Given instruction: Rewrite the records in the stretch from the line containing "Annotation spec: tight bounding boxes, class = paved" through the line containing "152, 297, 297]]", swapping "paved road" for "asphalt road" and keeping everything else the same.

□ □ □ □ □

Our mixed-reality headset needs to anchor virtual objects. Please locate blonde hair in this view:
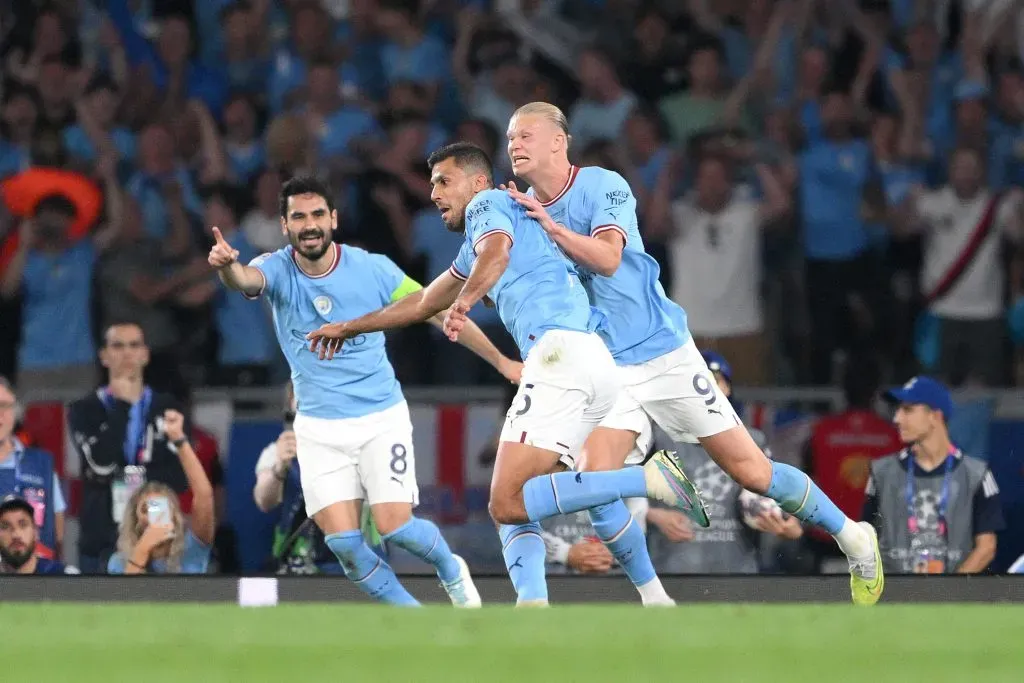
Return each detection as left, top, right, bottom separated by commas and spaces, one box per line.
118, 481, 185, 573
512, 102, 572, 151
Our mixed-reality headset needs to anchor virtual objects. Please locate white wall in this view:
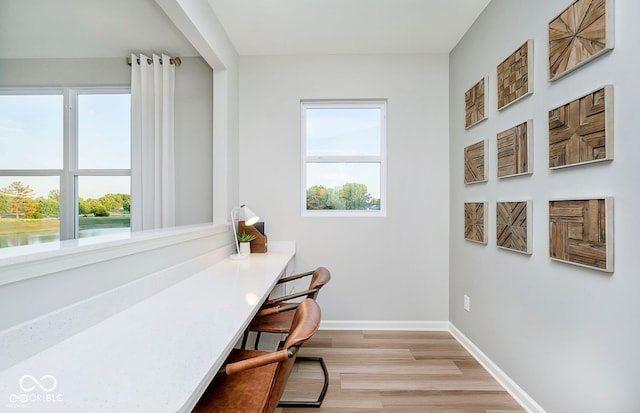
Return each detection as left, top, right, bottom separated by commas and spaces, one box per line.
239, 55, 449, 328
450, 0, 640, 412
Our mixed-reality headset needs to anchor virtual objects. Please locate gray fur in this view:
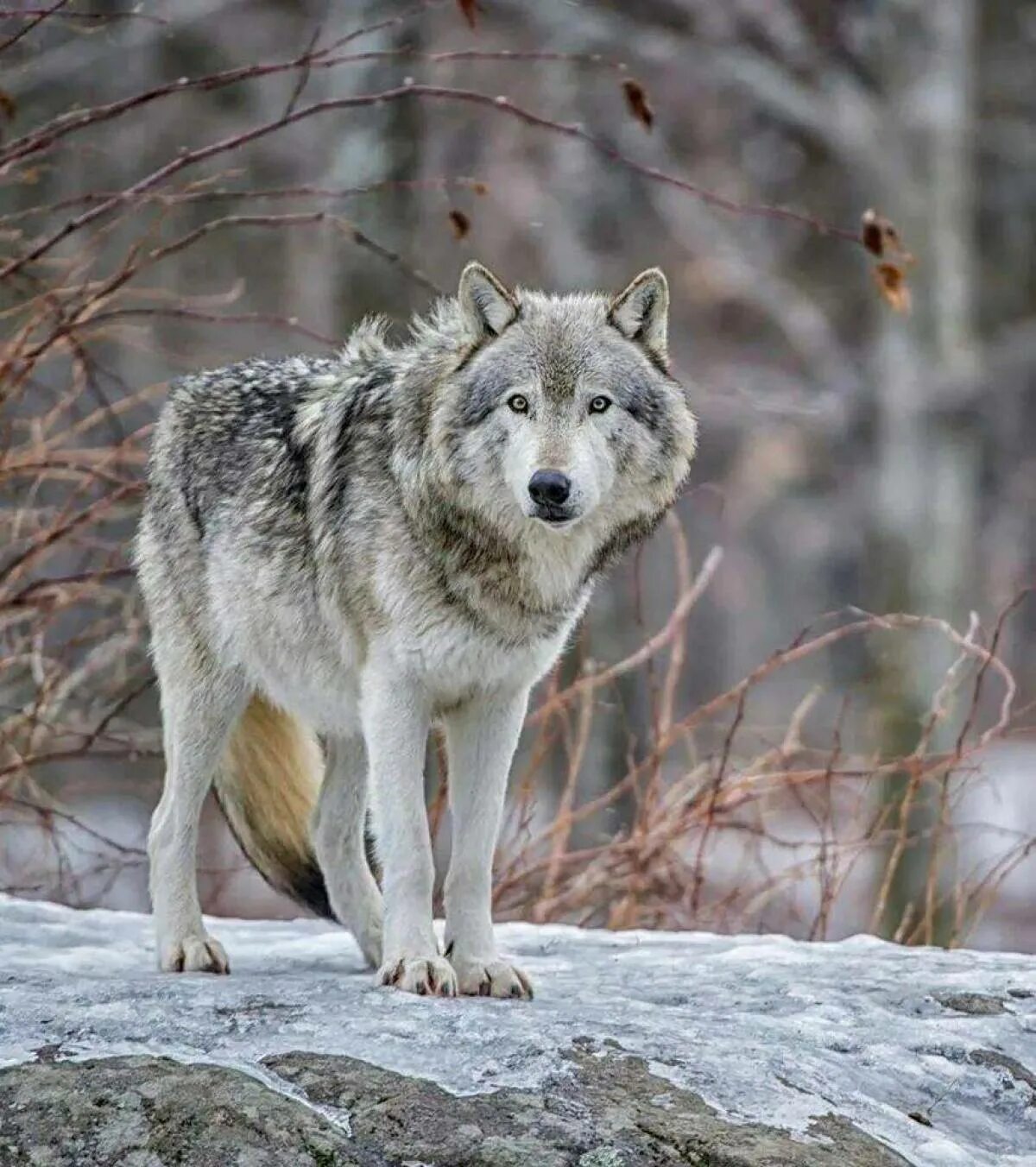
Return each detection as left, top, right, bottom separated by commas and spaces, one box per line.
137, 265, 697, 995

□ □ □ □ □

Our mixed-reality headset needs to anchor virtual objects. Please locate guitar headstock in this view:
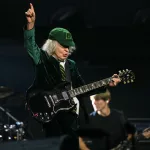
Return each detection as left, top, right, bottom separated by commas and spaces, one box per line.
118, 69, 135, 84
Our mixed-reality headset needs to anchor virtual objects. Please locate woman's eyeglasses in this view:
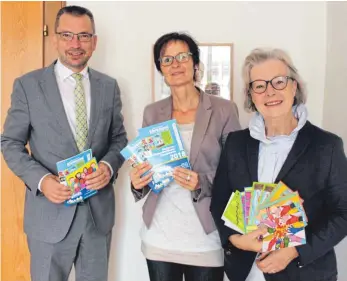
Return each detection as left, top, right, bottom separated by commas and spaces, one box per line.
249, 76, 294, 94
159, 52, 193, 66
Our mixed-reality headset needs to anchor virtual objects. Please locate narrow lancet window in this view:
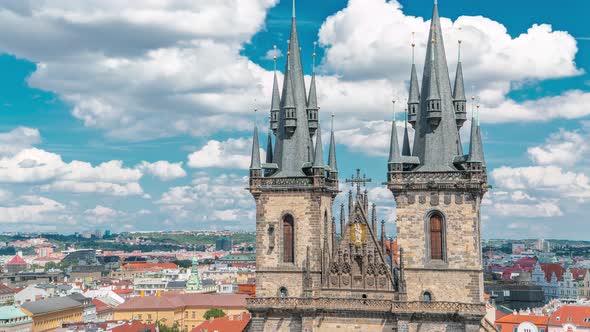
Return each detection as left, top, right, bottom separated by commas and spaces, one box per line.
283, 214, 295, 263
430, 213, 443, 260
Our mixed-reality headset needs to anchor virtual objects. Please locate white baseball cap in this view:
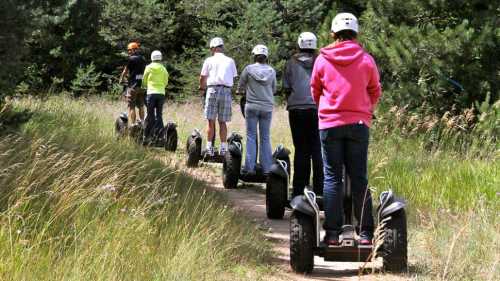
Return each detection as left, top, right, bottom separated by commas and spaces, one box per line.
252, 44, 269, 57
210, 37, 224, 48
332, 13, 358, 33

□ □ □ □ □

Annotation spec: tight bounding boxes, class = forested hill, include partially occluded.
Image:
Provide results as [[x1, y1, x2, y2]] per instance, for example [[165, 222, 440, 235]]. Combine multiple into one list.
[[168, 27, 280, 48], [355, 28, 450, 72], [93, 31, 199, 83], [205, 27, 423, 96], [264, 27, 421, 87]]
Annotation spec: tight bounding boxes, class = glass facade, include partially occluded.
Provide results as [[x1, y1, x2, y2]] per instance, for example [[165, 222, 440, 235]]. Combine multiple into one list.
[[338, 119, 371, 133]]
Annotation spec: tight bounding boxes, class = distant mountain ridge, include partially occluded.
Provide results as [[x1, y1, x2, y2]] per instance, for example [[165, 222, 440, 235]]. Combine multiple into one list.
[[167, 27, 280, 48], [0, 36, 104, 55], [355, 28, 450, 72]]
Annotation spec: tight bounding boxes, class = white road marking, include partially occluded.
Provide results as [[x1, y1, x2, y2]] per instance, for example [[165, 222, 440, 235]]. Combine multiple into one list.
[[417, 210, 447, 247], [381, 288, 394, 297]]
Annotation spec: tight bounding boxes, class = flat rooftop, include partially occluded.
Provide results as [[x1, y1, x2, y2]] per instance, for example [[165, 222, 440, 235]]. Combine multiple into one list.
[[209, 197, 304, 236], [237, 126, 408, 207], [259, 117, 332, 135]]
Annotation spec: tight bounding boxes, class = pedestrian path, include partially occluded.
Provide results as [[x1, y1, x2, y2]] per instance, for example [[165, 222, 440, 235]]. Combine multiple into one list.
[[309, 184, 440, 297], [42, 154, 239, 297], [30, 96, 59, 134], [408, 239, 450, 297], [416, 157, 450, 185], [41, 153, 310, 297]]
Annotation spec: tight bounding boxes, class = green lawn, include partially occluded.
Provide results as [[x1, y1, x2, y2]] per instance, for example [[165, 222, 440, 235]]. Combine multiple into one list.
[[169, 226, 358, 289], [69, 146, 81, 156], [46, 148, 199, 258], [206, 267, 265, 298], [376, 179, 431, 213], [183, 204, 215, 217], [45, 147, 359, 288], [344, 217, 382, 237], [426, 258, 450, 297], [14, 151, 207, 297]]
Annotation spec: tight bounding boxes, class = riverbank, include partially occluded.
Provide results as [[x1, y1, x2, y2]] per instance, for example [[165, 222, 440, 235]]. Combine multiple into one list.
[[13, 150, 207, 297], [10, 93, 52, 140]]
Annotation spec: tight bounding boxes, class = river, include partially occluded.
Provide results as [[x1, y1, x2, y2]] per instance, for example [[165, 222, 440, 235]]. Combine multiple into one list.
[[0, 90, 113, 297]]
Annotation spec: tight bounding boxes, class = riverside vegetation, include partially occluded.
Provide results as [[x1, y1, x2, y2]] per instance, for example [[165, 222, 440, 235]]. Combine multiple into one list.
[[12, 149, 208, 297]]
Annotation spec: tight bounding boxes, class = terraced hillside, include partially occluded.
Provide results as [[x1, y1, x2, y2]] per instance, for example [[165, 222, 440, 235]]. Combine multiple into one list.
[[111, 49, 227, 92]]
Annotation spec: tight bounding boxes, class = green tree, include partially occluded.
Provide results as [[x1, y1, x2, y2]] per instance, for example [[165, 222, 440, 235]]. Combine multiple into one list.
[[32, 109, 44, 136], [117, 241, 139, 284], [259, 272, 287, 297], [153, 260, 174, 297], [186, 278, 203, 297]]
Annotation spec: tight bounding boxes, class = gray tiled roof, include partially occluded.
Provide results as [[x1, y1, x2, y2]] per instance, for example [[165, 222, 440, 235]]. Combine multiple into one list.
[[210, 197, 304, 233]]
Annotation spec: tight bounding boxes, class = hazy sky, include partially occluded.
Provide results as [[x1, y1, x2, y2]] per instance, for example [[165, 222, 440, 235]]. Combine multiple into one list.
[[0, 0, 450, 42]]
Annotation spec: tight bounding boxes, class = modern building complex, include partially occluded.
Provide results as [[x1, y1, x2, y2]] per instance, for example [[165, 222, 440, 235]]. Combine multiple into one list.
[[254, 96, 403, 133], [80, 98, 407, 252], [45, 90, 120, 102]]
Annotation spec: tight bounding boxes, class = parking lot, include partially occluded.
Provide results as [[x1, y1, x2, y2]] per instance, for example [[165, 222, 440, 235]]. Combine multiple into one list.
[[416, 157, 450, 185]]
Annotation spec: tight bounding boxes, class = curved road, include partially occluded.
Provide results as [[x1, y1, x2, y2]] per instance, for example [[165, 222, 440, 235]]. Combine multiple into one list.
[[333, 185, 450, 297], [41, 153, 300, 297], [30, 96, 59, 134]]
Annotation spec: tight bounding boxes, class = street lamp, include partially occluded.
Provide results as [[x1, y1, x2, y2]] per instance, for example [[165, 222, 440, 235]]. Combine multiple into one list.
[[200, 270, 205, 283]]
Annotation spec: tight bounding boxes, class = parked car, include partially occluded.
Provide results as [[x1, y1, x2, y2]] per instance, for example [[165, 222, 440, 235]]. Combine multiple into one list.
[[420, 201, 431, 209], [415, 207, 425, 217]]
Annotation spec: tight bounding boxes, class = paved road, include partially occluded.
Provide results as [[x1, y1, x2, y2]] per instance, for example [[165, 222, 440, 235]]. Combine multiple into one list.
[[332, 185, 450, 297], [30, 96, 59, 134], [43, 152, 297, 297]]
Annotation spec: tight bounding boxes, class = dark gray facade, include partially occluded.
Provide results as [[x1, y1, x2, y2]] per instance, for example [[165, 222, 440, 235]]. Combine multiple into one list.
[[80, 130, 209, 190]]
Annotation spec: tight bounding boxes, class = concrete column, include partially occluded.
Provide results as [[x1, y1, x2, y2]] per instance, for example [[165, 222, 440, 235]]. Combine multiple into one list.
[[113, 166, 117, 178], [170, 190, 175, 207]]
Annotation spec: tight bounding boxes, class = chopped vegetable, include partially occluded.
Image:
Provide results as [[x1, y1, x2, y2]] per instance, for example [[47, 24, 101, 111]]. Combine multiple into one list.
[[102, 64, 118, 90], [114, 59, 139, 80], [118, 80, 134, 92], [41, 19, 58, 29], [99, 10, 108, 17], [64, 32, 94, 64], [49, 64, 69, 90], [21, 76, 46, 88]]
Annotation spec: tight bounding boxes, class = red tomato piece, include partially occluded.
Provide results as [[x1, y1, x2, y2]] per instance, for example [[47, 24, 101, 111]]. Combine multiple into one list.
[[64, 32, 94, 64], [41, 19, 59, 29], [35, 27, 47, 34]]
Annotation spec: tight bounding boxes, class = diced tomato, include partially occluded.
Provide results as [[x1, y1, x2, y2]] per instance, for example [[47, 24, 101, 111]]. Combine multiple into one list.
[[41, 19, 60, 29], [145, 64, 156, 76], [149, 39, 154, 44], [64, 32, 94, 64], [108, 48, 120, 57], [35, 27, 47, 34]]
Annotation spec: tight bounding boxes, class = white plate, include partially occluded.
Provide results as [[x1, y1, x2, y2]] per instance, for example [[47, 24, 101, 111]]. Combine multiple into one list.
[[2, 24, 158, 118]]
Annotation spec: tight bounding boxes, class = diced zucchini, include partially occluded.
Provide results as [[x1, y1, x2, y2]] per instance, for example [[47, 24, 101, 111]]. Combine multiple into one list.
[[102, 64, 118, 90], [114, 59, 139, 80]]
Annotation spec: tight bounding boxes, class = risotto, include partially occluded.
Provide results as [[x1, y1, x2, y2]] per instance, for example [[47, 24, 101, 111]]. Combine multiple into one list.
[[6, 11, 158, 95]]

□ □ □ □ □

Result below:
Annotation spec: tight bounding boxes, class = asphalt road, include partially occluded.
Provide results as [[x1, y1, x2, y2]] per instance, for example [[165, 222, 440, 235]]. Combine multiple into one list.
[[332, 185, 450, 297], [30, 96, 59, 134], [43, 152, 297, 297]]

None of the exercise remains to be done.